**Task brief**
Each line of the records that holds "gray" should be shown in full.

**Given data**
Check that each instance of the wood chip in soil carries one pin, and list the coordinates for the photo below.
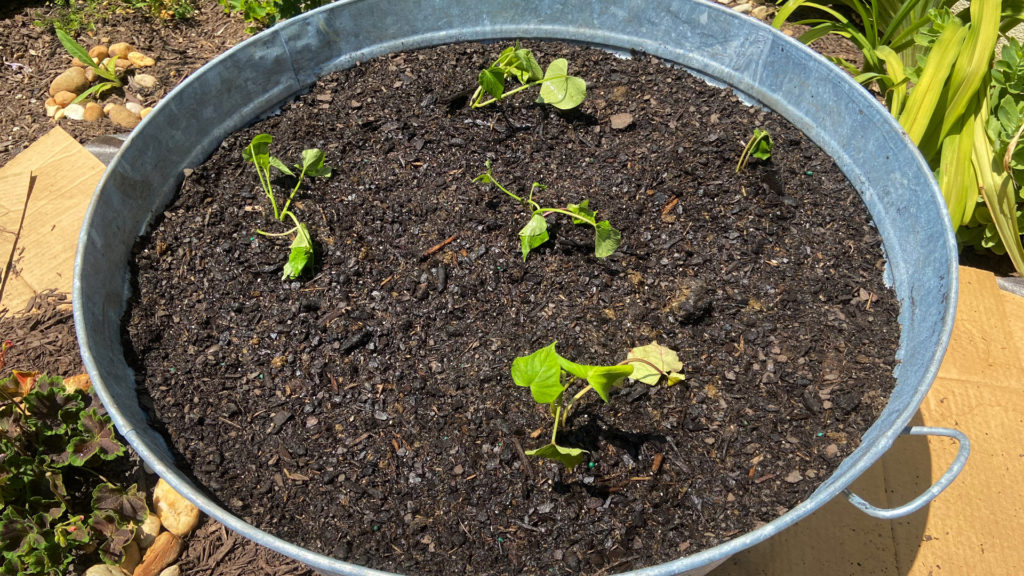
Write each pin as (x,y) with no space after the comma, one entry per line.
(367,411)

...

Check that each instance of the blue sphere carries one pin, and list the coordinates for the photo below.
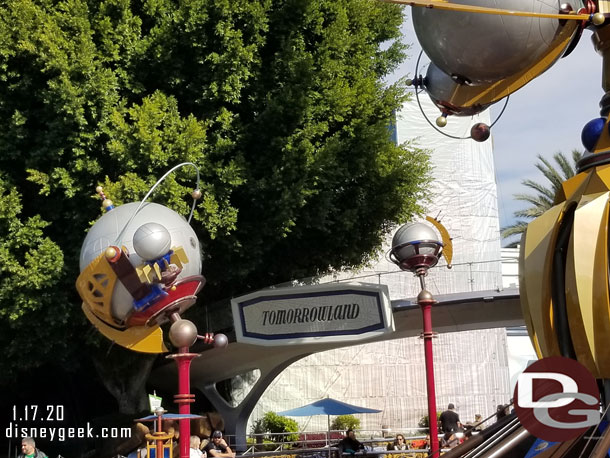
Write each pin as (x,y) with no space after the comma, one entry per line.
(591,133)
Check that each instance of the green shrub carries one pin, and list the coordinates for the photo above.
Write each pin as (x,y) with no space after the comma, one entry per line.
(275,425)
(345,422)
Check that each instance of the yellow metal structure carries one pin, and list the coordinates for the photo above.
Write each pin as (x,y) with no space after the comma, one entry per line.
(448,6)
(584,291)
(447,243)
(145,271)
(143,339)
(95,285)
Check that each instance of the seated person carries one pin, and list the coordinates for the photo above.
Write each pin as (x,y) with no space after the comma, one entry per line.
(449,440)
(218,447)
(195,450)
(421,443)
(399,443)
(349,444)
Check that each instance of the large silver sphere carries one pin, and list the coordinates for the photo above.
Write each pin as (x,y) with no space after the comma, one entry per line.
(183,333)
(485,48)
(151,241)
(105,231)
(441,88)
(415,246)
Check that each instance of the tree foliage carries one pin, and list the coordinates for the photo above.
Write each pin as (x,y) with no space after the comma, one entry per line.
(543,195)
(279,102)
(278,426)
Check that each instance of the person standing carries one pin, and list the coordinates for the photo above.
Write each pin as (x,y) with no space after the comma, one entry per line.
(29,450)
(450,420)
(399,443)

--

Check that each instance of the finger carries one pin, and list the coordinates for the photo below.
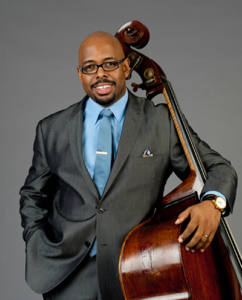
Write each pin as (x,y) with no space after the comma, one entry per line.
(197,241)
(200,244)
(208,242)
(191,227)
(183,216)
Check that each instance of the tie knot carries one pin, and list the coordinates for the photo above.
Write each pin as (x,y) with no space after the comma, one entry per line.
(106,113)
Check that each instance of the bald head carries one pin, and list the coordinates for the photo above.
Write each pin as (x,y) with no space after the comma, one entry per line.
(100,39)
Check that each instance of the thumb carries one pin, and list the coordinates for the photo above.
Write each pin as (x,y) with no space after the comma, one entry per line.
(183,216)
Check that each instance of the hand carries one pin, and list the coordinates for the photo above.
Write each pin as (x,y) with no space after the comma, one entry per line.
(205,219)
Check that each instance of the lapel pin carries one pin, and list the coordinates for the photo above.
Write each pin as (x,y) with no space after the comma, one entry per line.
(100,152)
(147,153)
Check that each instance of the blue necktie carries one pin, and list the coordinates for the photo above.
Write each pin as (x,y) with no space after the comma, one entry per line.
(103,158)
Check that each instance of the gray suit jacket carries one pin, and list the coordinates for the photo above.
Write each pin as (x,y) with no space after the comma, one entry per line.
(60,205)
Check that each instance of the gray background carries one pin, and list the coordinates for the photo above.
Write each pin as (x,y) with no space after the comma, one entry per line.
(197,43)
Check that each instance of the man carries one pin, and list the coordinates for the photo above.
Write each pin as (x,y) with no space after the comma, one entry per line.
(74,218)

**Exercise output**
Check that each instance of the gray suit jacket carries one pin, and list the coordinates for the photo above.
Check that each instance of the gray background carries one pin, and list the coordinates for the photo above.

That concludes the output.